Kurz-Info: Vorsokratik - Von Thales bis Heraklit

Mit den sogenannten Vorsokratikern (mit den Philosophen/Gelehrten vor Sokrates) beginnt die Geschichte der westlichen Philosophie. Die naturphilosophischen Elemente der Vorsokratik waren dabei zugleich eine wichtige Vorstufe zur Herausbildung der heutigen Naturwissenschaft. Gerade in ihren Anfängen war die Vorsokratik dabei aufs Engste mit der Herausbildung der griechischen Mathematik verwoben. Thales wie Pythagoras (und die Pythagoreer) sind eben nicht nur als Schlüsselfiguren der Vorsokratik bekannt, sondern nehmen zugleich einen wichtigen Platz in der Geschichte der griechischen Mathematik ein.

** SCHRIFTLICHE AUFGABE A **
Fasse den Absatz „Mit den sogenannten Vorsokratikern“ aus dem Text zur Vorsokratik als Stichpunktliste zusammen und behalte dabei seine wesentlichen Aussagen bei.
Der Text und die Auflistung haben inhaltlich nichts miteinander zu tun.

** VORLIEGENDE DATEN **
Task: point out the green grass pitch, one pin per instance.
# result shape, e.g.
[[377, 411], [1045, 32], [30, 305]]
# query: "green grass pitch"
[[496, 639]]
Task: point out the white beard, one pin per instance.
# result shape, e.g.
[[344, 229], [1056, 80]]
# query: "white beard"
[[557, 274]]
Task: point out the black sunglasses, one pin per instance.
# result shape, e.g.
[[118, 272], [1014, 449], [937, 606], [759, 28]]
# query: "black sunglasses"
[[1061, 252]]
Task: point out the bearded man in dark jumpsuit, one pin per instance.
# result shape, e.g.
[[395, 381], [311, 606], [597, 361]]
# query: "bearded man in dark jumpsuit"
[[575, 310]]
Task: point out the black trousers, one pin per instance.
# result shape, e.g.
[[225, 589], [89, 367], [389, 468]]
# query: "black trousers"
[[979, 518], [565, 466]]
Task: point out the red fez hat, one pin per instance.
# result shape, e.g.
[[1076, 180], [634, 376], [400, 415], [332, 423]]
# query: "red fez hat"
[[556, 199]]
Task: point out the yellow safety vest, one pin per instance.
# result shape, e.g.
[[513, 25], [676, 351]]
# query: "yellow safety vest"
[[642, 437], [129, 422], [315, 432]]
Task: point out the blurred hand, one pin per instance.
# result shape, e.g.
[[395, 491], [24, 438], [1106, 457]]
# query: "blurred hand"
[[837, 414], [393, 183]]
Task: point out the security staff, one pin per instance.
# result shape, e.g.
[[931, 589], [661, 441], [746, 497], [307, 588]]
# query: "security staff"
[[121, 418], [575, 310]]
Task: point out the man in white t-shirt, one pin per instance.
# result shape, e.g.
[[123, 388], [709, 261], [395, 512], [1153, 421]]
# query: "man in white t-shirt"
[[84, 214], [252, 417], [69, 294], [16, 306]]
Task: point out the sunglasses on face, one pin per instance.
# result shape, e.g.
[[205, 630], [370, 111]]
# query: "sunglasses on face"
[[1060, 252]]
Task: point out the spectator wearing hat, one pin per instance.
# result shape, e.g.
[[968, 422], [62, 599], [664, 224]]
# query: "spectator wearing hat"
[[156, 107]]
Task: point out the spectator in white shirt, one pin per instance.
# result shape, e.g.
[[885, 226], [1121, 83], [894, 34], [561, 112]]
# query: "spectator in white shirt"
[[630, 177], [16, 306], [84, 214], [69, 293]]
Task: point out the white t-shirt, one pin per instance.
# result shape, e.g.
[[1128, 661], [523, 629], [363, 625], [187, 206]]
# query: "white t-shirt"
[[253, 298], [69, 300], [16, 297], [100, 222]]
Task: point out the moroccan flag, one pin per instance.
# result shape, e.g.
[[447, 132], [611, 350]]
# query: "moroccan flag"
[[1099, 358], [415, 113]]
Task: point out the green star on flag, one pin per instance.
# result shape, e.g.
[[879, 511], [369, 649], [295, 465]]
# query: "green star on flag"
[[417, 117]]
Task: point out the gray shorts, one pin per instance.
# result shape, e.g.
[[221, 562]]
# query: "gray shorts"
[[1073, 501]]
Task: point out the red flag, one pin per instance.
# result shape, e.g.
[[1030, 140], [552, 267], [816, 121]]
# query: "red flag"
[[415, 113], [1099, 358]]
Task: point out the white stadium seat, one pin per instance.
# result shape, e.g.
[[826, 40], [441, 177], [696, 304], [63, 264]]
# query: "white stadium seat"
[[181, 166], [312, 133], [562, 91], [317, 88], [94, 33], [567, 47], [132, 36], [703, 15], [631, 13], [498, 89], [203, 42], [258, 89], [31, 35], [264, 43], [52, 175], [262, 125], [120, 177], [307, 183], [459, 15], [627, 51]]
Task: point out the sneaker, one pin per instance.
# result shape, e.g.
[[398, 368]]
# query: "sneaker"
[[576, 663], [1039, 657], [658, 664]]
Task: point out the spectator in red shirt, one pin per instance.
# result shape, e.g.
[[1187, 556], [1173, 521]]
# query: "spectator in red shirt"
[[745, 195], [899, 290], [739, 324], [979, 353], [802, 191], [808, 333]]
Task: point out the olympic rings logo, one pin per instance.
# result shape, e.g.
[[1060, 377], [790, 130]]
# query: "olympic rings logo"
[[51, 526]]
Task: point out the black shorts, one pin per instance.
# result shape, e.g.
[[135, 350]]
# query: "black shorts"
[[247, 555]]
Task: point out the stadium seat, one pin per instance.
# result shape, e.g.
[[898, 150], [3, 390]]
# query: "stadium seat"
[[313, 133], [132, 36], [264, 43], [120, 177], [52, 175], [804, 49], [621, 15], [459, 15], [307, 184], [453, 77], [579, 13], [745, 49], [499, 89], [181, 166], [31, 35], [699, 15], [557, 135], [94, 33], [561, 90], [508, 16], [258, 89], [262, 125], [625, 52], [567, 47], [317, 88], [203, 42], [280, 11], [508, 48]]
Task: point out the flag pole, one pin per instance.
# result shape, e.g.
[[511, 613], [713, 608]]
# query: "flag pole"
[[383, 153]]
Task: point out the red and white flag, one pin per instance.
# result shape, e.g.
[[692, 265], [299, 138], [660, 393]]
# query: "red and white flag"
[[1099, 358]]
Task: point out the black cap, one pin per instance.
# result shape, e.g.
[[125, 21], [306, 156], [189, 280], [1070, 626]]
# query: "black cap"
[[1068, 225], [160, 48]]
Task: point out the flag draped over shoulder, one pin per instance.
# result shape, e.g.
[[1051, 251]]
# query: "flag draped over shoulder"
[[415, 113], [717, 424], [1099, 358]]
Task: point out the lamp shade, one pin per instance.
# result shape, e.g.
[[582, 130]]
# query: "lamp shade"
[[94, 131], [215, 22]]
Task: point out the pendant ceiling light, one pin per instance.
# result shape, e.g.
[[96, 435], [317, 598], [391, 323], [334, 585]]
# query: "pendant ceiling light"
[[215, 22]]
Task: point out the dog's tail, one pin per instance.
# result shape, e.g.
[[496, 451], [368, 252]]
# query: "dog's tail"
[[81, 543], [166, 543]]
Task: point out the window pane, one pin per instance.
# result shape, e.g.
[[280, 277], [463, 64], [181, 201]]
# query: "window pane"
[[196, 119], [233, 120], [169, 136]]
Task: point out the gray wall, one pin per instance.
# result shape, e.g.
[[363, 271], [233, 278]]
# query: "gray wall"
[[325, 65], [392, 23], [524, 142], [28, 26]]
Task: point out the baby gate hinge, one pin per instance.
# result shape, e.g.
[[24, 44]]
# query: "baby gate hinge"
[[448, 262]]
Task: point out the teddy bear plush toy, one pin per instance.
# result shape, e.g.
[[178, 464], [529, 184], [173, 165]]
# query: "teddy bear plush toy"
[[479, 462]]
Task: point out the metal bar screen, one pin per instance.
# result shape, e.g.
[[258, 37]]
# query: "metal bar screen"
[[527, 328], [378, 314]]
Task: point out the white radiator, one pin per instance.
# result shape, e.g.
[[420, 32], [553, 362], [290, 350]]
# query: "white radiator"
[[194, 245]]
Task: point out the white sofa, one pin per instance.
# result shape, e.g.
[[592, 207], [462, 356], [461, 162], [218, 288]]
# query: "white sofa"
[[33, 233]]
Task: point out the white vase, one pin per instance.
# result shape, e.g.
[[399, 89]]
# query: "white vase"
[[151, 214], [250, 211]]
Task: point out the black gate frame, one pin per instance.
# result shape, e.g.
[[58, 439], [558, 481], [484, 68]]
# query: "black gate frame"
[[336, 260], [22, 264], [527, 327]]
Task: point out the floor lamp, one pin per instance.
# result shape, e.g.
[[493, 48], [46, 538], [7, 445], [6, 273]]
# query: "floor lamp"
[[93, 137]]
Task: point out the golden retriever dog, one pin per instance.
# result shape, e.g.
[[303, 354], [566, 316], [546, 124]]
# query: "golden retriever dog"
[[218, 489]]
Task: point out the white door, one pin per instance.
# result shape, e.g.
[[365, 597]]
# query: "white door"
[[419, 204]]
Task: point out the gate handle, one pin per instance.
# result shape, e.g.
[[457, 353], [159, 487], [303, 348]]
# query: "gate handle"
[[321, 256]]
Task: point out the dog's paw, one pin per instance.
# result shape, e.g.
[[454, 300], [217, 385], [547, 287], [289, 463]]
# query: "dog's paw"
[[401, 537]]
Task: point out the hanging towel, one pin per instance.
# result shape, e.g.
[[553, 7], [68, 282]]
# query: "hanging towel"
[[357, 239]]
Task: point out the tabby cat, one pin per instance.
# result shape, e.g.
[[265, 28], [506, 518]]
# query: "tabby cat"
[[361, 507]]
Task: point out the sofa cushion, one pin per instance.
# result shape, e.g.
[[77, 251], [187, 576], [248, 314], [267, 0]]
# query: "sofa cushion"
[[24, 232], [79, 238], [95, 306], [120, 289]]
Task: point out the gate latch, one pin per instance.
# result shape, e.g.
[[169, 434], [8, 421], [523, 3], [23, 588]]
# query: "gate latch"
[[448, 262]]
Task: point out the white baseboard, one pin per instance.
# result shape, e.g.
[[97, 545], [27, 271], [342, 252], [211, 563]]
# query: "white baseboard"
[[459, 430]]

** SCHRIFTLICHE AUFGABE B **
Gib die Zeilen der Auflistung von ihrem Anfang bis einschließlich der Zeile mit „[[642, 437], [129, 422], [315, 432]]“ als nummerierte Liste wieder und lass dabei Leerzeilen weg.

** RICHTIGE ANTWORT A **
- Mit den Vorsokratikern, den Philosophen und Gelehrten vor Sokrates, beginnt die Geschichte der westlichen Philosophie.
- Ihre naturphilosophischen Elemente waren eine wichtige Vorstufe der heutigen Naturwissenschaft.
- Besonders in ihren Anfängen war die Vorsokratik eng mit der Herausbildung der griechischen Mathematik verwoben.
- Thales, Pythagoras und die Pythagoreer sind Schlüsselfiguren der Vorsokratik und nehmen zugleich einen wichtigen Platz in der Geschichte der griechischen Mathematik ein.

** RICHTIGE ANTWORT B **
1. Task: point out the green grass pitch, one pin per instance.
2. # result shape, e.g.
3. [[377, 411], [1045, 32], [30, 305]]
4. # query: "green grass pitch"
5. [[496, 639]]
6. Task: point out the white beard, one pin per instance.
7. # result shape, e.g.
8. [[344, 229], [1056, 80]]
9. # query: "white beard"
10. [[557, 274]]
11. Task: point out the black sunglasses, one pin per instance.
12. # result shape, e.g.
13. [[118, 272], [1014, 449], [937, 606], [759, 28]]
14. # query: "black sunglasses"
15. [[1061, 252]]
16. Task: point out the bearded man in dark jumpsuit, one pin per instance.
17. # result shape, e.g.
18. [[395, 381], [311, 606], [597, 361]]
19. # query: "bearded man in dark jumpsuit"
20. [[575, 310]]
21. Task: point out the black trousers, one pin per instance.
22. # result shape, e.g.
23. [[225, 589], [89, 367], [389, 468]]
24. # query: "black trousers"
25. [[979, 518], [565, 466]]
26. Task: point out the red fez hat, one pin per instance.
27. # result shape, e.g.
28. [[1076, 180], [634, 376], [400, 415], [332, 423]]
29. # query: "red fez hat"
30. [[556, 199]]
31. Task: point out the yellow safety vest, one pin per instance.
32. # result shape, e.g.
33. [[513, 25], [676, 351]]
34. # query: "yellow safety vest"
35. [[642, 437], [129, 422], [315, 432]]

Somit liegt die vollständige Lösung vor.